==== Available data
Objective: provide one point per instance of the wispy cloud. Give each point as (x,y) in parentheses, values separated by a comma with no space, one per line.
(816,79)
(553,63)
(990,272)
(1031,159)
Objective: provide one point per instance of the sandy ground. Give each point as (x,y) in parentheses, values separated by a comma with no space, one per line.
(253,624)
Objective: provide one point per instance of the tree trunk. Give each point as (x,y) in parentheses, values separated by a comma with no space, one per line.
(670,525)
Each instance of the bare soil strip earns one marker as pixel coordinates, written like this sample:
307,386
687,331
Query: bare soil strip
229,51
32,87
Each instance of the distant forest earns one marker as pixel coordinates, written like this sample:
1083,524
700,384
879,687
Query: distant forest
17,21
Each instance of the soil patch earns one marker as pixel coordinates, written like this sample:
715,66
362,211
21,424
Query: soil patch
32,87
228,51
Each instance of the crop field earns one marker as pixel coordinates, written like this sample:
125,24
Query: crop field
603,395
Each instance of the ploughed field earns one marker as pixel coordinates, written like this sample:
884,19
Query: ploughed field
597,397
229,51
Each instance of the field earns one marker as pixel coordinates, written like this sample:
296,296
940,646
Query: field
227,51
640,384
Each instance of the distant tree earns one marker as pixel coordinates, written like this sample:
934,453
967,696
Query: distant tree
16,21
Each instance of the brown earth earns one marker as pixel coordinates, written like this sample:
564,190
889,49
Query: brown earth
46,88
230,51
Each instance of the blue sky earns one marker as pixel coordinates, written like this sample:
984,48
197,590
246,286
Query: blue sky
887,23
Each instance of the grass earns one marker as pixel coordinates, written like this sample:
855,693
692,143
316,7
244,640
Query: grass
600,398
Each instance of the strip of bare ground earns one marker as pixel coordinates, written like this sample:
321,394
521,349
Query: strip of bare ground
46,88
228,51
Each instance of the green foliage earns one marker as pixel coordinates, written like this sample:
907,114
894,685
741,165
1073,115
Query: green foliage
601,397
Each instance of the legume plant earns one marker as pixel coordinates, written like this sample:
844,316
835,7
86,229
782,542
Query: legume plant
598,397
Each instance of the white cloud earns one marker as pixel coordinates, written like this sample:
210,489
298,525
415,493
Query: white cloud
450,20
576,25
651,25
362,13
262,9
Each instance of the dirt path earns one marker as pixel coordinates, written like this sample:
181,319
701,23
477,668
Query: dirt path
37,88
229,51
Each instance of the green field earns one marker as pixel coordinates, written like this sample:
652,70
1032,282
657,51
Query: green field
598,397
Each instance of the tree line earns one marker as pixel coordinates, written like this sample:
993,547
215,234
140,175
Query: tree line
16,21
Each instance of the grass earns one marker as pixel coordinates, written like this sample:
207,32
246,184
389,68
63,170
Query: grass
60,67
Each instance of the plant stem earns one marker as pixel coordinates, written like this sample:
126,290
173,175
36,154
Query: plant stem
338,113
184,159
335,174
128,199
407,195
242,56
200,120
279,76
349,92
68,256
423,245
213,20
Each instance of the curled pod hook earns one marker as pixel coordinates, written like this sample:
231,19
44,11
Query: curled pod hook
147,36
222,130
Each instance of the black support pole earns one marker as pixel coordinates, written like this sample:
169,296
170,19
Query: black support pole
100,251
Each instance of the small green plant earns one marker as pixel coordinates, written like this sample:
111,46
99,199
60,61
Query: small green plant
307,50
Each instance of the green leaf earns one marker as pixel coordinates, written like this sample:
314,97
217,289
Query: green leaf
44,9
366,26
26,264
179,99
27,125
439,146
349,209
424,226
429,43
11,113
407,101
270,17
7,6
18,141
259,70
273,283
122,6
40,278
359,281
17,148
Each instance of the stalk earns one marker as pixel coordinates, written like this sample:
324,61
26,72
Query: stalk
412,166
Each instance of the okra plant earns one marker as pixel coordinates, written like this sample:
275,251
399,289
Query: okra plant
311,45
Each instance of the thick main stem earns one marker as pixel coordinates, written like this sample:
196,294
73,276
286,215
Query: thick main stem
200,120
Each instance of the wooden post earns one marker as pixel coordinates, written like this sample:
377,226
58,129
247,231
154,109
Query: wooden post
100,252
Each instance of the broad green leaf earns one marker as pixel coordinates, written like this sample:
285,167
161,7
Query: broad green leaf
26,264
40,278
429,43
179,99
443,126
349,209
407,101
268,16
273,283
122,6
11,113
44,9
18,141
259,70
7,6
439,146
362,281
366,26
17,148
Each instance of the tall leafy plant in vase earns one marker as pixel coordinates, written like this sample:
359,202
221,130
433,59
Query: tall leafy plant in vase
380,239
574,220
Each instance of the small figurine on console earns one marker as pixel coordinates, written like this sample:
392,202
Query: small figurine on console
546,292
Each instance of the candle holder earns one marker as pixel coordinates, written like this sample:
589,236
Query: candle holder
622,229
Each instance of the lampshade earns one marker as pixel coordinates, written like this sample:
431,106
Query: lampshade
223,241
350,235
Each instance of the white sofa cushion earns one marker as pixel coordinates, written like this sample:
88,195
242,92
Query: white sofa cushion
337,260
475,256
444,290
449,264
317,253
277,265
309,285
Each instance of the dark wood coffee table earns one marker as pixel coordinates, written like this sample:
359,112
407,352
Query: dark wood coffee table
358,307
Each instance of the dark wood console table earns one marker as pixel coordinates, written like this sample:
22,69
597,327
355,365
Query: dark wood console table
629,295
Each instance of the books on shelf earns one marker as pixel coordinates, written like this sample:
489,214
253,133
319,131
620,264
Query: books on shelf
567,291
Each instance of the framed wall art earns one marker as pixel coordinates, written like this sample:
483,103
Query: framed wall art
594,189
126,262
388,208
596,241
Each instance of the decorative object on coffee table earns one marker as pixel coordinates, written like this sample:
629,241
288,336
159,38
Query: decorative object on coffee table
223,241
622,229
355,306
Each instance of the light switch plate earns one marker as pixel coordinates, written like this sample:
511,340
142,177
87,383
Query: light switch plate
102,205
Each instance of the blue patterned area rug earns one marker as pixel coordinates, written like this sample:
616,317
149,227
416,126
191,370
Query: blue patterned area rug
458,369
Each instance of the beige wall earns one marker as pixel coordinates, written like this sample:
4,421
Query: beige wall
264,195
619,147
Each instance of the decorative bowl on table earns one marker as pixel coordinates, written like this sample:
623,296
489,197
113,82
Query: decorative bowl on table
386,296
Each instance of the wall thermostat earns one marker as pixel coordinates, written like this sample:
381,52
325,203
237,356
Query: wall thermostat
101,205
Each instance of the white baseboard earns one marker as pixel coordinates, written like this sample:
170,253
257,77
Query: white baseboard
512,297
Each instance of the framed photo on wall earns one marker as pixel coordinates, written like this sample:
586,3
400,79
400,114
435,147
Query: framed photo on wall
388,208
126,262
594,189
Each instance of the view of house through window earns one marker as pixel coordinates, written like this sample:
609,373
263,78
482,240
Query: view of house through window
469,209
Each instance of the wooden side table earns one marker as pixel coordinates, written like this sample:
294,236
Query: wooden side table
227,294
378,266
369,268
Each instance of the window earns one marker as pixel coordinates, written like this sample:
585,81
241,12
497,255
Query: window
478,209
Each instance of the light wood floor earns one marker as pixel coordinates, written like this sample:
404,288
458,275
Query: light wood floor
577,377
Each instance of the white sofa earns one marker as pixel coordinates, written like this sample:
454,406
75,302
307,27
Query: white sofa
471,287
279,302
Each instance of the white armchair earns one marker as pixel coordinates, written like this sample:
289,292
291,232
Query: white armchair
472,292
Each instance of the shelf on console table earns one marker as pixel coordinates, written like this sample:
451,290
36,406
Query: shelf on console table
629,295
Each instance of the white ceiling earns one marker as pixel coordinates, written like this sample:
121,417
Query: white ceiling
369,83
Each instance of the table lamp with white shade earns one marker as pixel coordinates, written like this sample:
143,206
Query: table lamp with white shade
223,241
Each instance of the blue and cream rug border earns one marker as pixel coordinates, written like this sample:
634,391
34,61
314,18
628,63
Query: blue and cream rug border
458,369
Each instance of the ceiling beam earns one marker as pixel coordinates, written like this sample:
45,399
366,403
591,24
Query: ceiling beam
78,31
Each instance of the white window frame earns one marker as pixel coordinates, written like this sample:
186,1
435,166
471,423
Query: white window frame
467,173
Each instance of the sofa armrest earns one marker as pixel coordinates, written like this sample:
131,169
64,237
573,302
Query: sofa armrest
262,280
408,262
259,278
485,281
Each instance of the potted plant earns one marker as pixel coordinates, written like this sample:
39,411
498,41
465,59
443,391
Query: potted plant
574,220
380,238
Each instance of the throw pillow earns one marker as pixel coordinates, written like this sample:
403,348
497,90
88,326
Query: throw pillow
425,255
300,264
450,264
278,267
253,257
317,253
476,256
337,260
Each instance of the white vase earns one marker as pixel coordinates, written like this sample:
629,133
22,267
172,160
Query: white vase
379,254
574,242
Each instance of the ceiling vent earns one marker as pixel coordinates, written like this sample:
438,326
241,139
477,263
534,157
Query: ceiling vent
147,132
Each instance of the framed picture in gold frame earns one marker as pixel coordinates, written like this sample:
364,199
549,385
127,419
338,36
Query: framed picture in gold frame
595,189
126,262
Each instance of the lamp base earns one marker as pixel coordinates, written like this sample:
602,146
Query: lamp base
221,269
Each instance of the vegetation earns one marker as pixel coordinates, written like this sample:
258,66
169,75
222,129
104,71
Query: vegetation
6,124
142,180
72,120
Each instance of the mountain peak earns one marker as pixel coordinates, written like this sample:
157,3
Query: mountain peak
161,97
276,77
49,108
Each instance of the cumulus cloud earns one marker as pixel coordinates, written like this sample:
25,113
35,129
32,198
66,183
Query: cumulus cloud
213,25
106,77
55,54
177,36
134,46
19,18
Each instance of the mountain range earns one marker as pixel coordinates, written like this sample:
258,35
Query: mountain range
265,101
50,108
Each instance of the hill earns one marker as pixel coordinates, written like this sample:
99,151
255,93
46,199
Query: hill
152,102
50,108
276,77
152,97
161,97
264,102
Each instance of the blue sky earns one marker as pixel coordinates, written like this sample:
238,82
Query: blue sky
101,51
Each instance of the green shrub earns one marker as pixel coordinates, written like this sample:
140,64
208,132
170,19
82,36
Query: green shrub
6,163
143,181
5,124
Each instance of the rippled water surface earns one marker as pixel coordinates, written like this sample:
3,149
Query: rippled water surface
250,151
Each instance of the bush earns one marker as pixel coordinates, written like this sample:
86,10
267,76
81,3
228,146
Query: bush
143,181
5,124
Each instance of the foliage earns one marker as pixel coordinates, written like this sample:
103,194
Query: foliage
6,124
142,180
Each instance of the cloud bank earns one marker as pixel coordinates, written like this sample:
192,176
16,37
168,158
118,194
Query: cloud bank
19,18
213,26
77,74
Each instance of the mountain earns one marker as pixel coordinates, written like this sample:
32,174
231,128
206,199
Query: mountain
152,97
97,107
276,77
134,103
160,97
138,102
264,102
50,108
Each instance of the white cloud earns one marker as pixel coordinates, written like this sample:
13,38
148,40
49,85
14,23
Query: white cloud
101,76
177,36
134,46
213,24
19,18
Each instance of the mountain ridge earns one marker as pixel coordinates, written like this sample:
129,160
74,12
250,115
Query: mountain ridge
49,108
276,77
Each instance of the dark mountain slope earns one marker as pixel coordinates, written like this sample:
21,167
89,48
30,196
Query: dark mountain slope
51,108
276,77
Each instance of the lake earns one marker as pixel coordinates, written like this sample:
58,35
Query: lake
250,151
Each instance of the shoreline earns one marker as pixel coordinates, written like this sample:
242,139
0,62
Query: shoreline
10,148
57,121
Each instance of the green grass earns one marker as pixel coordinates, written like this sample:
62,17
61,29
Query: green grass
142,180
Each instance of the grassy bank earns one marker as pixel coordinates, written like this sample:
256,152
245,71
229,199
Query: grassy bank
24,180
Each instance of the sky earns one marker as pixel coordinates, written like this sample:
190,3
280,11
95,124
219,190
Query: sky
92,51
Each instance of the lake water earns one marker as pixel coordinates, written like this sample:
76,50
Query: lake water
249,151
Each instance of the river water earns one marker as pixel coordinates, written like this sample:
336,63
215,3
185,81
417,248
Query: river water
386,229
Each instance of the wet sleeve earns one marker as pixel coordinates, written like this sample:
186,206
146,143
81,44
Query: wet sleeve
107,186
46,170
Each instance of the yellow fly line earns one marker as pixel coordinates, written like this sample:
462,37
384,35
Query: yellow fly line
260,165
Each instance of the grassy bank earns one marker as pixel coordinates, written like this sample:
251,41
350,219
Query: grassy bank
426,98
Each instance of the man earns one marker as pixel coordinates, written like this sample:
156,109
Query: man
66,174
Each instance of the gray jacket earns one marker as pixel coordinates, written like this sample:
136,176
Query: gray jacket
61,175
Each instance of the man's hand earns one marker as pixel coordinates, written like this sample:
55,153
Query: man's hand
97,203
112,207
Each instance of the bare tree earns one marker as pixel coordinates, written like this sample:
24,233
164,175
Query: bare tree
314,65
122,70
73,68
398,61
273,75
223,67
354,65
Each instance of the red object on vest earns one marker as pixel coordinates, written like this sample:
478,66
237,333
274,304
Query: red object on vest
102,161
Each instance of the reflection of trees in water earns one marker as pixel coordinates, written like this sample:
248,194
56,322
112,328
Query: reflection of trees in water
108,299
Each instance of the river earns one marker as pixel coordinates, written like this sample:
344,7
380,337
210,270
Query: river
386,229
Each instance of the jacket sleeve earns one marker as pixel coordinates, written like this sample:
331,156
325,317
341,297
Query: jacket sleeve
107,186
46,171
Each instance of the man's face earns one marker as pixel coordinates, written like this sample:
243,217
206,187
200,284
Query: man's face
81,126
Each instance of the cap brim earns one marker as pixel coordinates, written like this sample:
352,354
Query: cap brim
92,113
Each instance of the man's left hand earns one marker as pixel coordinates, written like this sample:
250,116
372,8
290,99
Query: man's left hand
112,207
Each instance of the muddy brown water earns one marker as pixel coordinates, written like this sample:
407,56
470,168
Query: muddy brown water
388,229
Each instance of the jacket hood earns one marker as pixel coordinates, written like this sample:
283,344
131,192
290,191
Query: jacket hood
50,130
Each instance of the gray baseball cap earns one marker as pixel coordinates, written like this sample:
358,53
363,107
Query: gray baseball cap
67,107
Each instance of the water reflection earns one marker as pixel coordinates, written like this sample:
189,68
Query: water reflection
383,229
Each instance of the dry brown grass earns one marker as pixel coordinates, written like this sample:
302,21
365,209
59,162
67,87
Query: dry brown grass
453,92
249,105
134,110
========
#### Written instruction:
Repeat word for word each line from the one with "Each instance of the river earns" to the end of the records above, inclusive.

#### Correct response:
Each instance of the river earns one marker as pixel coordinates, written like this sample:
344,7
380,337
210,270
Query: river
386,229
Each instance of the jacket sleeve earns one marker as pixel coordinates, written like this sample:
331,156
325,317
341,297
Query: jacket sleeve
107,186
46,171
Each instance of the man's face earns one marker as pixel coordinates, written like this sample:
243,217
206,187
200,284
Query: man's face
81,126
Each instance of the cap brim earns one marker as pixel coordinates, written like this sample:
352,354
Query: cap brim
92,113
Each instance of the man's left hand earns one marker as pixel coordinates, written like this sample:
250,116
372,8
290,99
Query: man's left hand
112,207
Each instance of the muddy brown water earns one marker as pixel coordinates, written like this sample:
407,56
470,168
Query: muddy brown water
388,229
Each instance of the jacket hood earns one marker as pixel coordinates, written like this sample:
283,344
131,192
290,191
Query: jacket hood
50,130
Each instance of the gray baseball cap earns one marker as pixel coordinates, written like this sample:
358,53
363,107
Query: gray baseball cap
67,107
Each instance of the water reflection earns one marker as pixel coordinates, written like this sample:
189,68
Query: water reflection
383,229
Each instance of the dry brown grass earns one marker as pixel coordinates, written like this sample:
302,21
365,209
59,162
67,87
Query: dry brown grass
453,92
249,105
134,110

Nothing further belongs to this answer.